DIRECTIVE
Reproduce the data word for word, from its first line through the line containing "[271,500,309,522]", inclusive, and leave the pictures out of your copy.

DATA SUPPLIED
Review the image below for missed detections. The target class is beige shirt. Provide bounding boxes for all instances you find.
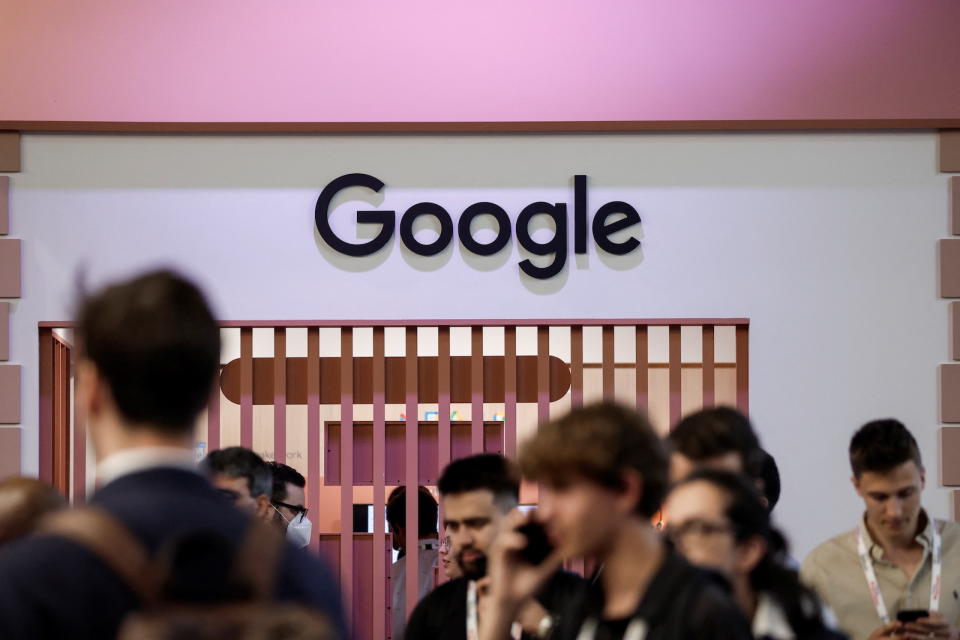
[800,513,960,640]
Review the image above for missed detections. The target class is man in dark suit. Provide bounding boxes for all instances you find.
[0,272,346,640]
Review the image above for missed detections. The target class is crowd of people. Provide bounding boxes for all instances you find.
[0,271,960,640]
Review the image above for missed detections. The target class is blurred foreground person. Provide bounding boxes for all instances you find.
[801,420,960,640]
[0,477,67,546]
[200,447,273,522]
[405,453,585,640]
[663,469,843,640]
[480,404,751,640]
[0,271,346,640]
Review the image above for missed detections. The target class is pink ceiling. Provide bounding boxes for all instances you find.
[0,0,960,122]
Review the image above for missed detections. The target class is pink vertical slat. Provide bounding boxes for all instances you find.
[570,325,583,408]
[537,325,550,426]
[73,370,87,504]
[470,327,483,454]
[273,327,287,464]
[307,327,322,553]
[670,324,682,429]
[240,327,253,449]
[737,324,750,413]
[404,326,420,616]
[601,326,614,402]
[703,325,717,407]
[340,327,354,616]
[437,327,450,471]
[374,327,387,638]
[636,325,650,413]
[207,370,220,451]
[503,326,517,458]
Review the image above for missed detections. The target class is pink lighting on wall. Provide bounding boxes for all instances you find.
[0,0,960,128]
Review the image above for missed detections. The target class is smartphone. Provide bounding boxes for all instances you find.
[897,609,930,622]
[517,522,553,565]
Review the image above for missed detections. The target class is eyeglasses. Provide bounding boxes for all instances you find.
[664,518,734,542]
[271,500,309,522]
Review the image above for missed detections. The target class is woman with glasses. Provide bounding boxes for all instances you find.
[664,469,843,640]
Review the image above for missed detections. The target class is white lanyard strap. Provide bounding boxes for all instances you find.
[577,618,648,640]
[857,520,943,624]
[467,580,523,640]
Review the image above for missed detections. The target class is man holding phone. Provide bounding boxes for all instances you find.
[801,420,960,640]
[402,454,585,640]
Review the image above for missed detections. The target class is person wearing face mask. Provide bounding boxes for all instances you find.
[800,419,960,640]
[663,469,844,640]
[268,461,313,549]
[405,453,586,640]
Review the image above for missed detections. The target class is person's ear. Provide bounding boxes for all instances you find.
[257,495,273,522]
[737,536,768,575]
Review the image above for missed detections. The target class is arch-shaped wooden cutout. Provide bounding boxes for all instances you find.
[220,356,570,405]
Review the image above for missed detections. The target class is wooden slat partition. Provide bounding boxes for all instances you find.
[240,327,253,449]
[635,325,650,412]
[503,326,517,458]
[736,325,750,413]
[273,328,287,464]
[703,325,717,407]
[307,327,323,553]
[404,327,420,617]
[670,325,682,429]
[602,326,614,401]
[372,327,387,638]
[570,326,583,408]
[470,327,483,454]
[207,373,221,452]
[338,327,353,620]
[37,327,56,483]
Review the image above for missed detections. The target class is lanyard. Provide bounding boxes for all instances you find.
[857,520,943,624]
[577,618,648,640]
[467,580,522,640]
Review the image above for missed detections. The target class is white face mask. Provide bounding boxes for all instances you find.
[273,505,313,549]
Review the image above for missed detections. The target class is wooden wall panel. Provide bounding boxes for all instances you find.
[939,238,960,298]
[0,302,10,360]
[0,131,20,173]
[0,427,20,479]
[940,129,960,173]
[940,427,960,487]
[940,364,960,422]
[0,176,10,236]
[0,238,20,298]
[0,364,20,424]
[952,176,960,236]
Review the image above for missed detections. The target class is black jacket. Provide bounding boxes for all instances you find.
[403,571,587,640]
[0,468,347,640]
[553,552,752,640]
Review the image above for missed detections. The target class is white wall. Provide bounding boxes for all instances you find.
[11,133,948,556]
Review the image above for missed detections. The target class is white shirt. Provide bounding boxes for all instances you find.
[97,447,197,487]
[390,538,440,640]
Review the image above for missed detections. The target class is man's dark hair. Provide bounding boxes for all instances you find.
[758,449,780,511]
[201,447,273,498]
[76,271,220,434]
[437,453,520,511]
[667,407,760,478]
[267,460,307,502]
[850,418,923,478]
[520,402,668,518]
[387,486,438,536]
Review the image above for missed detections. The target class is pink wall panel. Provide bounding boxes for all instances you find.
[0,0,960,128]
[0,428,20,478]
[0,364,20,424]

EXPECTED OUTPUT
Review the image below for missed detections. The target class is beige shirt. Provide bounding boxes for all instances you find.
[800,513,960,640]
Review the image above for missed detections. The target class is man in dark suit. Provide bounding boxes for all instances you find.
[0,272,346,640]
Review the image above for missed detections. The target class is crowd of people. Provide bounding boxes for all instances you find.
[0,271,960,640]
Review the image above for missed detections. The target class is blurred foreground person. Provide bounding boxes for all instances you find.
[801,420,960,640]
[0,477,67,546]
[200,447,273,522]
[405,453,585,640]
[663,469,843,640]
[480,404,751,640]
[0,271,346,640]
Review the image above for missed detections. The target class is pink ceiling. Provide bounding boxes for all instances you find.
[0,0,960,122]
Review the image above for missed detections. The target class is pink vertical slat. Provide bounding boxes for all instances you find.
[570,325,583,408]
[537,325,550,426]
[73,370,87,504]
[470,327,483,454]
[273,327,287,464]
[307,327,322,553]
[670,324,682,429]
[240,327,253,449]
[737,324,750,413]
[404,326,420,616]
[601,326,614,402]
[703,325,717,407]
[340,327,354,616]
[437,327,450,471]
[374,327,387,638]
[636,325,650,413]
[207,370,220,451]
[503,326,517,458]
Review the image above for missed detections. The target class is pink lighting on wall. Provide bounding boxes for all instances you find.
[0,0,960,128]
Review the image above for missed detections. The target class is smartphone. Provide bounding boxes for all instances you find.
[897,609,930,622]
[517,522,553,565]
Review the image above for missed detections. The target class is eyeglasses. Provide bounding boxes for all instances you find.
[664,518,734,542]
[271,500,309,522]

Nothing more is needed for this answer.